年始に面会することになったとき、最後の時が来たことを察知した。翻意させたいという気持ちが強かったが、それが難しいこともわかっていた。ただ重い気持ちを抱えたまま、当日の朝を迎えた。
行きたくなかった。もちろん会いたい。しかし、会うことで、先生が一つの区切りをつけようとしているのだとすると、死を後押ししてしまうことになる。そもそも、最後、どのような言葉を交わせばいいのか。
複雑な気持ちが絡まり、足が重かったが、何とか電車に乗った。最寄りの駅で降り、駅前でコーヒーを一杯飲んだ後、ご自宅に向かった。何度も歩いた道が、いつもより静かだった。
お会いした先生は、身体が辛そうであったものの、頭脳は明晰だった。保守とリベラルの相互補完関係について議論を交わした。保守思想家たちの死のあり方についても話した。
会話の中で、「自分の命は a few weeks(数週間)だ」と言った。返す言葉がなかった。
約7時間も話し続けた。楽しい時間だった。
帰る予定の時間になると、「もう少しいてほしい」と言われた。終電間際の時間まで話は続いた。
最後の時、椅子から立ち上がると、先生はふと背を向けた。そして振り返らない。私は静かに頭を下げ、部屋を出た。
西部邁という稀代の思想家に師事できたことを誇りに思っている。優しい人だった。

データセットの項目:
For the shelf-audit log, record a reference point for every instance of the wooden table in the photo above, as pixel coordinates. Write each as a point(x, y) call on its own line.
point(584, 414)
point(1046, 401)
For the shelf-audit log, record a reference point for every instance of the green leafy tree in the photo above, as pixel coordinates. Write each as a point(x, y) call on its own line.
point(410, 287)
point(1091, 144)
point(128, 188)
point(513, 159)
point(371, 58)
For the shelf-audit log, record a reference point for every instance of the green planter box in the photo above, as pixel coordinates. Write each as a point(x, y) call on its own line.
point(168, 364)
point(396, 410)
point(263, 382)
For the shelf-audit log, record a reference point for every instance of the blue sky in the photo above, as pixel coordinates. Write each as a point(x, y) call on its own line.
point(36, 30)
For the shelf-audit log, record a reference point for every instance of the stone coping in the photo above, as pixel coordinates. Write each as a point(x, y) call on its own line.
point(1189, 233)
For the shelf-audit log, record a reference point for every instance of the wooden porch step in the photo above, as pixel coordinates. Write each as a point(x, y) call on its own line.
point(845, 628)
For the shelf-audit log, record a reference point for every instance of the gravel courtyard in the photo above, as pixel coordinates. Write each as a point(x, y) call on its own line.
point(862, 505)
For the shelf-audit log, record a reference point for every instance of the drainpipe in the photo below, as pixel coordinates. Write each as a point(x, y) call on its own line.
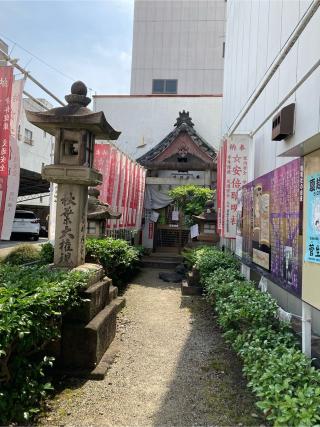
point(276, 63)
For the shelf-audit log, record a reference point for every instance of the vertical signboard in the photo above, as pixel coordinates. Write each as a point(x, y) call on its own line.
point(6, 79)
point(272, 224)
point(236, 175)
point(13, 180)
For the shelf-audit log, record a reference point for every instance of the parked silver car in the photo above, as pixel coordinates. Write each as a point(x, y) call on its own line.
point(26, 223)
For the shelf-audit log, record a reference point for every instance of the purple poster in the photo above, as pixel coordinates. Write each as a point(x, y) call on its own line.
point(272, 224)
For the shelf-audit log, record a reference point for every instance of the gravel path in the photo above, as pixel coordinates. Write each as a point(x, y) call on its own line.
point(173, 368)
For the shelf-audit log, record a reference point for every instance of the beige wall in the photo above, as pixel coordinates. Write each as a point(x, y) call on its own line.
point(178, 39)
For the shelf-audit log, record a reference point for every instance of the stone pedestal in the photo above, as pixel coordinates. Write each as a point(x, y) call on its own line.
point(89, 329)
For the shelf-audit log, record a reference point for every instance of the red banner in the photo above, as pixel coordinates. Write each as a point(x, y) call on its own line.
point(6, 79)
point(13, 180)
point(122, 187)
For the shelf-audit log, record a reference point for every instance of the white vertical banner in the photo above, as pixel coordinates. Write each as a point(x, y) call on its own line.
point(236, 170)
point(14, 161)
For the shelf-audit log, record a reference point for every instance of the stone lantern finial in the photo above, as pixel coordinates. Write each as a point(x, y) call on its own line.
point(78, 94)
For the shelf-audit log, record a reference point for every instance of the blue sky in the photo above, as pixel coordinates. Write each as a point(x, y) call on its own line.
point(86, 40)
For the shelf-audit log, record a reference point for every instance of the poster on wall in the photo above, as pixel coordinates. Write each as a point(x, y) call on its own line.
point(234, 177)
point(313, 219)
point(272, 224)
point(261, 221)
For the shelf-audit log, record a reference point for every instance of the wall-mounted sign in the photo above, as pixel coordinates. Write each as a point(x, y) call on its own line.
point(313, 219)
point(272, 224)
point(194, 231)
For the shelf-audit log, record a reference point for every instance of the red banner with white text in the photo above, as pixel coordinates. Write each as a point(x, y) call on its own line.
point(123, 186)
point(13, 180)
point(6, 80)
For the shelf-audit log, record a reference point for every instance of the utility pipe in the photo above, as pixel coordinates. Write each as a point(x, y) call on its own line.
point(276, 64)
point(28, 75)
point(295, 87)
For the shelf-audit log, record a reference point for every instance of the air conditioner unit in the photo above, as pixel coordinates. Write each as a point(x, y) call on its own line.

- _作業指示_
西部邁との最後の面会についての本文から、「行きたくなかった。もちろん会」から「西部邁という稀代の思想家に師事できたことを誇りに思っている。優しい人だった。」までの範囲(両端を含む)を改変せずに複製してください。

- _実行結果_
行きたくなかった。もちろん会いたい。しかし、会うことで、先生が一つの区切りをつけようとしているのだとすると、死を後押ししてしまうことになる。そもそも、最後、どのような言葉を交わせばいいのか。
複雑な気持ちが絡まり、足が重かったが、何とか電車に乗った。最寄りの駅で降り、駅前でコーヒーを一杯飲んだ後、ご自宅に向かった。何度も歩いた道が、いつもより静かだった。
お会いした先生は、身体が辛そうであったものの、頭脳は明晰だった。保守とリベラルの相互補完関係について議論を交わした。保守思想家たちの死のあり方についても話した。
会話の中で、「自分の命は a few weeks(数週間)だ」と言った。返す言葉がなかった。
約7時間も話し続けた。楽しい時間だった。
帰る予定の時間になると、「もう少しいてほしい」と言われた。終電間際の時間まで話は続いた。
最後の時、椅子から立ち上がると、先生はふと背を向けた。そして振り返らない。私は静かに頭を下げ、部屋を出た。
西部邁という稀代の思想家に師事できたことを誇りに思っている。優しい人だった。